*TRAVAIL DEMANDÉ*.
Indiquez combien de lignes des données ci-dessous contiennent la chaîne « detect », en respectant la casse. Donnez seulement ce nombre.

*DONNÉES FOURNIES*.
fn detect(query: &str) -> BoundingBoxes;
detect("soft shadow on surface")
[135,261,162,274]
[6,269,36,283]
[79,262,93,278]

*CORRIGÉ DE L'EXERCICE*.
2